From the text on National Dental Health Month, list every measure that the paragraph beginning "Despite the fact that it's almost entirely preventable" gives for preventing tooth decay.

Text under study:
= = = = = = =

The Roundup -

February is National Dental Health Month

 

Despite the fact that it's almost entirely preventable, tooth decay is the most common chronic disease in children. The good news is there are safe and effective preventive measures that can protect teeth. Good oral hygiene practices such as thorough brushing with a fluoride toothpaste can help keep children from getting cavities. In addition, dental sealants and community water fluoridation are two other strategies that can help prevent tooth decay.

Developing good habits at an early age and scheduling regular dental visits helps children to get a good start on a lifetime of healthy teeth and gums. To access free online resources that can help you with teaching children about good oral health, visit ADA.org, click on Public Programs and then National Children's Dental Health Month.

Children's oral care (per the Colgate website)

Take good care of your child's baby teeth. They do eventually fall out but until they do, baby teeth play an important role in helping your child bite and chew food, and speak clearly. Many of the same treatment and evaluation options that adults have are also available to kids. These include X-rays, dental sealants, orthodontic treatment and more.

= = = = = = =

Material supplied:
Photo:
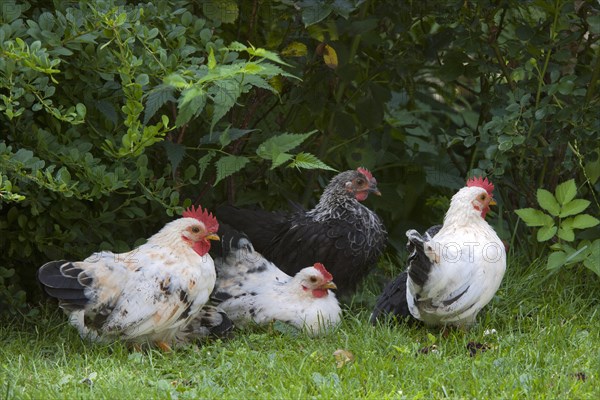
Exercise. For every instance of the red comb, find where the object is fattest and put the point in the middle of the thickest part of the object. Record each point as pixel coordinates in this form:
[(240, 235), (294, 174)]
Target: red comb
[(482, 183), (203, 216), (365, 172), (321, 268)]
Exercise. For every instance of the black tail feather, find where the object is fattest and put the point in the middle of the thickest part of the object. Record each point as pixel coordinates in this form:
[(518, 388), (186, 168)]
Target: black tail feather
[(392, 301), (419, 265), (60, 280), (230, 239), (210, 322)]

= = = = = = =

Result of the exercise:
- Thorough brushing with a fluoride toothpaste
- Dental sealants
- Community water fluoridation